• Prompt:
Copy everything from the line containing "Target: player's bare arm" down to the line containing "xmin=222 ymin=76 xmax=295 ymax=143" in the entries below, shifting each bounding-box coordinate in the answers up by 116 and leaving every other line unchanged.

• Records for this task:
##############################
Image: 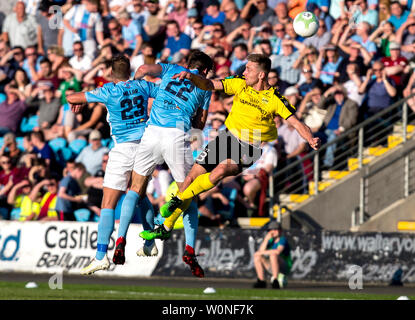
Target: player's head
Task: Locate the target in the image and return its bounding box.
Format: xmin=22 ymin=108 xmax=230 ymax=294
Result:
xmin=187 ymin=50 xmax=213 ymax=74
xmin=243 ymin=53 xmax=271 ymax=86
xmin=268 ymin=221 xmax=282 ymax=237
xmin=111 ymin=55 xmax=131 ymax=80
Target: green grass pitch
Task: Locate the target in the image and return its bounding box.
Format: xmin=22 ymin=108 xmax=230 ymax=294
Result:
xmin=0 ymin=282 xmax=415 ymax=300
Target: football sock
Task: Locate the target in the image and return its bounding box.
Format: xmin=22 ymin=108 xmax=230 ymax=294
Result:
xmin=185 ymin=244 xmax=195 ymax=254
xmin=142 ymin=197 xmax=154 ymax=247
xmin=163 ymin=198 xmax=192 ymax=231
xmin=177 ymin=172 xmax=215 ymax=201
xmin=118 ymin=190 xmax=140 ymax=238
xmin=183 ymin=201 xmax=199 ymax=248
xmin=95 ymin=209 xmax=115 ymax=260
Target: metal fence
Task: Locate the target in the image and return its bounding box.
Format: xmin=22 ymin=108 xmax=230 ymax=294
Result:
xmin=269 ymin=95 xmax=415 ymax=224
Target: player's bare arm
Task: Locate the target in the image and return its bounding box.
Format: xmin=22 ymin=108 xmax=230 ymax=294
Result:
xmin=192 ymin=109 xmax=208 ymax=130
xmin=172 ymin=71 xmax=223 ymax=91
xmin=66 ymin=92 xmax=87 ymax=113
xmin=287 ymin=115 xmax=321 ymax=150
xmin=134 ymin=64 xmax=163 ymax=79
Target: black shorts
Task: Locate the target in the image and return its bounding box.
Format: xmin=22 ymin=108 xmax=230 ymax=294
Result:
xmin=195 ymin=129 xmax=262 ymax=172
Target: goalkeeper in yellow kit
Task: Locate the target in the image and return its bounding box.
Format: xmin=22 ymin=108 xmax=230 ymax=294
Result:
xmin=140 ymin=54 xmax=321 ymax=240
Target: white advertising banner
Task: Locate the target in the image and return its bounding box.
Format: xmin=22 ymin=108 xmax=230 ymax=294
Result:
xmin=0 ymin=221 xmax=163 ymax=276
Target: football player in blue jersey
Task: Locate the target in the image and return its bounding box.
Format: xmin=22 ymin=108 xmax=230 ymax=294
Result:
xmin=67 ymin=55 xmax=158 ymax=275
xmin=114 ymin=50 xmax=213 ymax=277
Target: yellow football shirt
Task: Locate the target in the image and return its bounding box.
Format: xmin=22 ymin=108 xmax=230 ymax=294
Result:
xmin=222 ymin=76 xmax=295 ymax=143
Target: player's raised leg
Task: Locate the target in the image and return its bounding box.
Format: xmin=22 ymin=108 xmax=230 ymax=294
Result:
xmin=81 ymin=187 xmax=123 ymax=275
xmin=137 ymin=197 xmax=158 ymax=257
xmin=112 ymin=172 xmax=148 ymax=264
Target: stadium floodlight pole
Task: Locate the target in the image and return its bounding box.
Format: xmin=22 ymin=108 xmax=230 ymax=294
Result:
xmin=402 ymin=102 xmax=408 ymax=143
xmin=357 ymin=127 xmax=364 ymax=169
xmin=268 ymin=174 xmax=274 ymax=219
xmin=314 ymin=151 xmax=320 ymax=195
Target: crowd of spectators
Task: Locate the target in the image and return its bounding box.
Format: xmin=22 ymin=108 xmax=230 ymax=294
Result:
xmin=0 ymin=0 xmax=415 ymax=226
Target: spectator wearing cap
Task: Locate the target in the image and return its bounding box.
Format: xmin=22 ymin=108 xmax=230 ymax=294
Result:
xmin=316 ymin=45 xmax=342 ymax=86
xmin=187 ymin=19 xmax=206 ymax=51
xmin=118 ymin=11 xmax=144 ymax=57
xmin=161 ymin=20 xmax=192 ymax=61
xmin=381 ymin=42 xmax=408 ymax=89
xmin=335 ymin=42 xmax=371 ymax=83
xmin=0 ymin=44 xmax=24 ymax=87
xmin=298 ymin=65 xmax=323 ymax=97
xmin=58 ymin=0 xmax=104 ymax=58
xmin=202 ymin=0 xmax=226 ymax=26
xmin=288 ymin=0 xmax=307 ymax=20
xmin=13 ymin=68 xmax=32 ymax=97
xmin=230 ymin=43 xmax=248 ymax=74
xmin=268 ymin=1 xmax=291 ymax=26
xmin=30 ymin=131 xmax=61 ymax=172
xmin=143 ymin=0 xmax=164 ymax=44
xmin=0 ymin=132 xmax=23 ymax=167
xmin=101 ymin=18 xmax=124 ymax=54
xmin=56 ymin=163 xmax=86 ymax=221
xmin=271 ymin=39 xmax=305 ymax=85
xmin=161 ymin=0 xmax=187 ymax=32
xmin=359 ymin=61 xmax=397 ymax=117
xmin=320 ymin=85 xmax=359 ymax=168
xmin=339 ymin=21 xmax=377 ymax=59
xmin=343 ymin=62 xmax=365 ymax=107
xmin=394 ymin=16 xmax=415 ymax=60
xmin=241 ymin=0 xmax=275 ymax=27
xmin=0 ymin=84 xmax=27 ymax=136
xmin=268 ymin=69 xmax=290 ymax=92
xmin=69 ymin=41 xmax=92 ymax=78
xmin=170 ymin=51 xmax=187 ymax=67
xmin=223 ymin=1 xmax=245 ymax=35
xmin=353 ymin=0 xmax=378 ymax=28
xmin=296 ymin=87 xmax=327 ymax=133
xmin=183 ymin=8 xmax=199 ymax=40
xmin=254 ymin=221 xmax=293 ymax=289
xmin=2 ymin=1 xmax=37 ymax=48
xmin=303 ymin=19 xmax=331 ymax=48
xmin=131 ymin=0 xmax=148 ymax=28
xmin=32 ymin=58 xmax=61 ymax=92
xmin=75 ymin=130 xmax=109 ymax=175
xmin=388 ymin=1 xmax=410 ymax=30
xmin=307 ymin=1 xmax=334 ymax=32
xmin=131 ymin=42 xmax=156 ymax=75
xmin=57 ymin=64 xmax=82 ymax=105
xmin=225 ymin=22 xmax=251 ymax=46
xmin=36 ymin=1 xmax=59 ymax=56
xmin=19 ymin=46 xmax=43 ymax=83
xmin=26 ymin=85 xmax=61 ymax=129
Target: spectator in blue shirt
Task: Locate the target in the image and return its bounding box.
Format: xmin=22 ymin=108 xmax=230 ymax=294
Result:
xmin=353 ymin=0 xmax=378 ymax=28
xmin=203 ymin=1 xmax=226 ymax=26
xmin=30 ymin=131 xmax=62 ymax=172
xmin=160 ymin=20 xmax=192 ymax=61
xmin=56 ymin=163 xmax=85 ymax=221
xmin=388 ymin=1 xmax=410 ymax=30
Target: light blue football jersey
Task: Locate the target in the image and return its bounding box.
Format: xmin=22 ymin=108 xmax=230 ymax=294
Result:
xmin=85 ymin=80 xmax=159 ymax=143
xmin=148 ymin=63 xmax=212 ymax=132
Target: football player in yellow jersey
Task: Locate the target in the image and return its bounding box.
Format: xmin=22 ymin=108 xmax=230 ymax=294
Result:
xmin=140 ymin=54 xmax=321 ymax=240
##############################
• Task response:
Target: player's bare arm
Task: Locate the target in the image and return its bounding box.
Format: xmin=22 ymin=108 xmax=230 ymax=294
Result:
xmin=308 ymin=225 xmax=324 ymax=246
xmin=288 ymin=187 xmax=339 ymax=207
xmin=182 ymin=208 xmax=203 ymax=229
xmin=403 ymin=231 xmax=437 ymax=266
xmin=250 ymin=180 xmax=279 ymax=195
Target: black shorts
Task: Locate the target in the image and return its bounding box.
Format: xmin=22 ymin=108 xmax=230 ymax=294
Result:
xmin=311 ymin=245 xmax=378 ymax=288
Target: goalkeeper in yellow kit
Task: Locate the target in the image and return its bounding box.
Format: xmin=22 ymin=108 xmax=230 ymax=294
Result:
xmin=256 ymin=170 xmax=437 ymax=356
Target: white advertising banner
Task: Locate the target in the image and return its bounding box.
Format: xmin=22 ymin=108 xmax=230 ymax=294
Result:
xmin=116 ymin=337 xmax=279 ymax=392
Target: football player in blue jersey
Task: Locate the target in the image and return its bounding box.
Format: xmin=22 ymin=108 xmax=230 ymax=294
Result:
xmin=183 ymin=171 xmax=274 ymax=391
xmin=230 ymin=166 xmax=329 ymax=393
Target: yellow football shirt
Task: Locate the target in the image and return its bounding box.
Format: xmin=22 ymin=108 xmax=230 ymax=294
Result:
xmin=338 ymin=192 xmax=411 ymax=259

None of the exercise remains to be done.